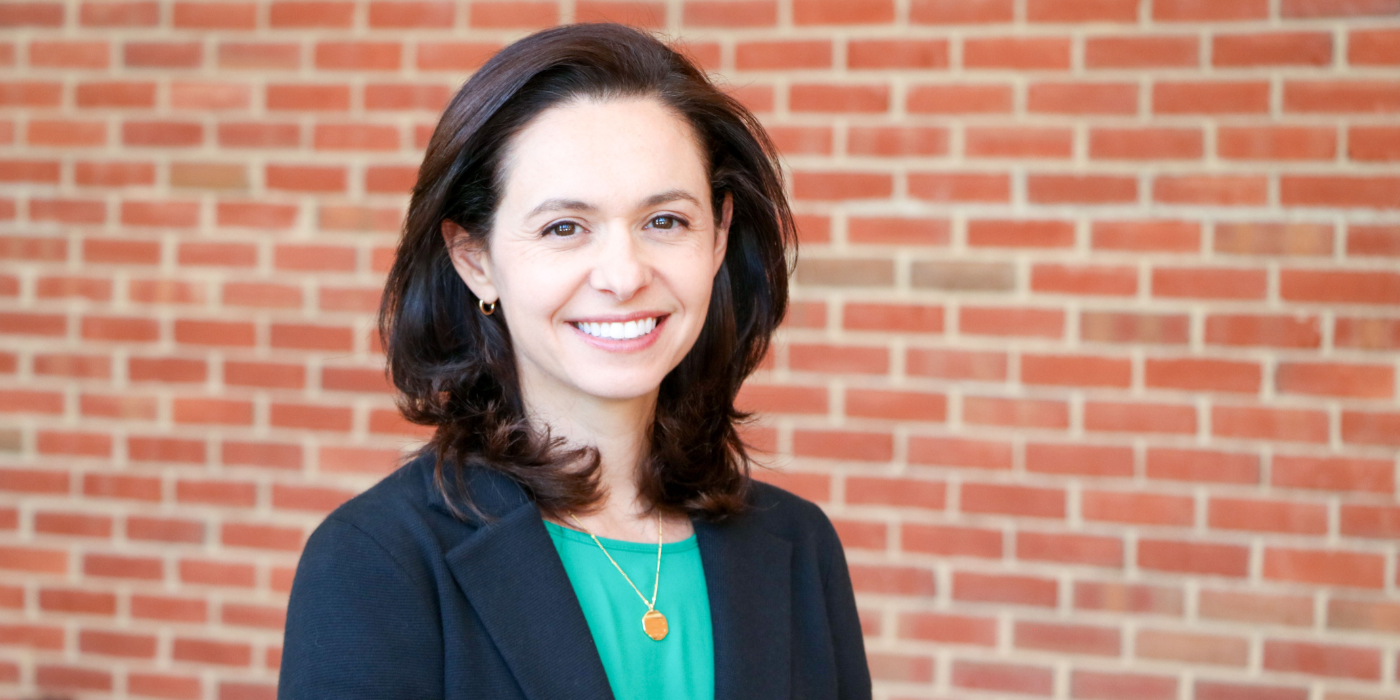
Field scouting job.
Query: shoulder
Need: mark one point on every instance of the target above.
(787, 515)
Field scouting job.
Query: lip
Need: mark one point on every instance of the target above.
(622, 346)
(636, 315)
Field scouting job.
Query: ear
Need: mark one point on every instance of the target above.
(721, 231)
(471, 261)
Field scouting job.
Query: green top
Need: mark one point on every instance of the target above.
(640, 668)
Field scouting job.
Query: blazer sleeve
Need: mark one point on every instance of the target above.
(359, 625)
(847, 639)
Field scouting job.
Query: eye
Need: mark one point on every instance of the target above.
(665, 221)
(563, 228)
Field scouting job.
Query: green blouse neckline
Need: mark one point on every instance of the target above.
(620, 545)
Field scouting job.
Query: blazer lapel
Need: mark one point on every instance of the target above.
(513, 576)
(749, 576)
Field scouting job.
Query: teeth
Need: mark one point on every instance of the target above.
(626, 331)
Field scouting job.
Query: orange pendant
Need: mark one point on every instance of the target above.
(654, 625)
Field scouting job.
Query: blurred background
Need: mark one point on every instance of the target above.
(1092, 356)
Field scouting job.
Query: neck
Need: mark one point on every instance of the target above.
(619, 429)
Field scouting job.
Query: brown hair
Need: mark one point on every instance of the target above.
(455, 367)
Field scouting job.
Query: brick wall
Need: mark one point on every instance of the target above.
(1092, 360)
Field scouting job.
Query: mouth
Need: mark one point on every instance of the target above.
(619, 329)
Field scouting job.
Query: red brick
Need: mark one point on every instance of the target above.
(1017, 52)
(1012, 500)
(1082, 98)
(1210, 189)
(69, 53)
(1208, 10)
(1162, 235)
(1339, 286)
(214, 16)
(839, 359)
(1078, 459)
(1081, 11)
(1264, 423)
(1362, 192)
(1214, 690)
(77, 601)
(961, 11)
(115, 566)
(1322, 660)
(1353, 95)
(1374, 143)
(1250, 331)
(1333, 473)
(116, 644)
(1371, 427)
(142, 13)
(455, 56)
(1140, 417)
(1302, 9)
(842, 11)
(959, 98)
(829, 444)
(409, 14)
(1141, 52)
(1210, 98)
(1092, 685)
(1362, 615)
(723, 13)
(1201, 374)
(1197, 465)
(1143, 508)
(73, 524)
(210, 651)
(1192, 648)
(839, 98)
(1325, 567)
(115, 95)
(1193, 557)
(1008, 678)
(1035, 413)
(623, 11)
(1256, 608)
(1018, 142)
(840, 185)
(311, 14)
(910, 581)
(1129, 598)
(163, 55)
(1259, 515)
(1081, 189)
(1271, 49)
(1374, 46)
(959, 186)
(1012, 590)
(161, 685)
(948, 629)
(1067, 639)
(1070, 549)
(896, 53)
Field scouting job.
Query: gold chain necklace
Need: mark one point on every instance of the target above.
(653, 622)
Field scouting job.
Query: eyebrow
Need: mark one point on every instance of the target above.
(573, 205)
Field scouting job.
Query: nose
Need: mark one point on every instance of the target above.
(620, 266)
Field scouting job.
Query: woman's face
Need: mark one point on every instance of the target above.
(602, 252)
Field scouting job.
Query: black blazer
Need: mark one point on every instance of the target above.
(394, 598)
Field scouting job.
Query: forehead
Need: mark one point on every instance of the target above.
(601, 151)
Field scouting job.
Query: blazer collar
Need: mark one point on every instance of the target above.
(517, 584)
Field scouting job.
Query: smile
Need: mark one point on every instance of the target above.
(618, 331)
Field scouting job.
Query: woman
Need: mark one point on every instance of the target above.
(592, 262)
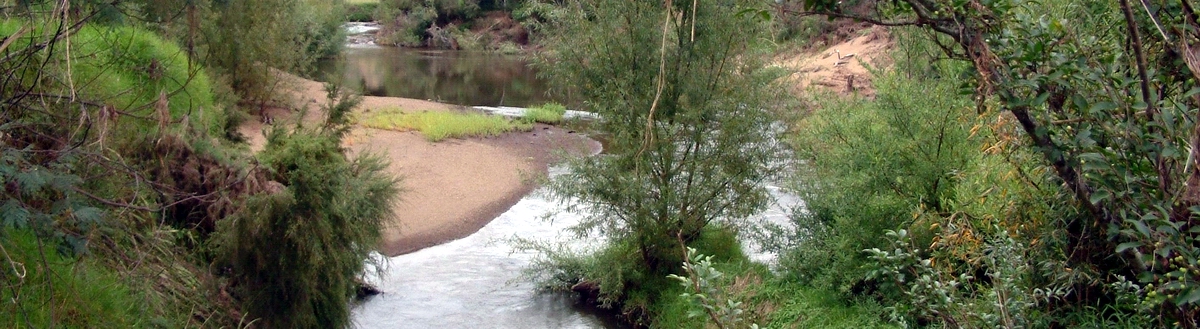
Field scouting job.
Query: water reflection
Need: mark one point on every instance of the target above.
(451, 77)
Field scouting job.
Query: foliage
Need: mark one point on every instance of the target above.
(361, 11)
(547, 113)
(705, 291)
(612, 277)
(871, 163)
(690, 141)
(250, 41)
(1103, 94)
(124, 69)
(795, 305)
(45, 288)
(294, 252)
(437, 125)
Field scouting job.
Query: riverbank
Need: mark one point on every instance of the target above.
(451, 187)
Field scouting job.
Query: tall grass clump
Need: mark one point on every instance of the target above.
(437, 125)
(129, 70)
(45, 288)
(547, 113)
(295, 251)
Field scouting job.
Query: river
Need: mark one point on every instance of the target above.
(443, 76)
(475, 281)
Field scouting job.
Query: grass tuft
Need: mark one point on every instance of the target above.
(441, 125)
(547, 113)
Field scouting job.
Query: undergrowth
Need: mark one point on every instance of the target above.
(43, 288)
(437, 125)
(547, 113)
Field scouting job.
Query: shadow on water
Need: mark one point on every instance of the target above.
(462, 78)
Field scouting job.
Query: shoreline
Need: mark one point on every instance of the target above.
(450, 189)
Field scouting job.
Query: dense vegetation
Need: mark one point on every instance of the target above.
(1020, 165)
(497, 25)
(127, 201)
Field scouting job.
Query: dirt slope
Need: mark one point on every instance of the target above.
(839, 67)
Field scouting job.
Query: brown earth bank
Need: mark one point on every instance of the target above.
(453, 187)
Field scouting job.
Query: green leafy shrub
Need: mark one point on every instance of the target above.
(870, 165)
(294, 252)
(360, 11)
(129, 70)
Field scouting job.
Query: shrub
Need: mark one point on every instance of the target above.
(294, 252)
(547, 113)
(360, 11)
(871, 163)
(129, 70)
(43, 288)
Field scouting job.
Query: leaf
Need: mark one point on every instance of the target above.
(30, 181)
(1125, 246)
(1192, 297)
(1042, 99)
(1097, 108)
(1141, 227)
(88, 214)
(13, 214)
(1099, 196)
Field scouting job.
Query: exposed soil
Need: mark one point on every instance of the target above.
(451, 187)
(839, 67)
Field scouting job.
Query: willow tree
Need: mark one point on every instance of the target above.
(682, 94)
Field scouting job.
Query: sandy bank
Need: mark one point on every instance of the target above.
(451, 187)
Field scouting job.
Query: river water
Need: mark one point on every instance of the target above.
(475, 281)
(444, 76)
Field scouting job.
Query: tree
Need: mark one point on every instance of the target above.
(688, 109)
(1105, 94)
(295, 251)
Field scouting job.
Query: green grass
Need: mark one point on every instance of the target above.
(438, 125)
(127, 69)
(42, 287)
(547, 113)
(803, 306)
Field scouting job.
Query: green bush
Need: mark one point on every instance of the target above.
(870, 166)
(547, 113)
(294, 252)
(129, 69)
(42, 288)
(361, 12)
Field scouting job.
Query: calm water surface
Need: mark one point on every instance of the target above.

..............................

## Task item
Find how many lines of the listing hold "green" and give the number by itself.

## Answer for this exercise
5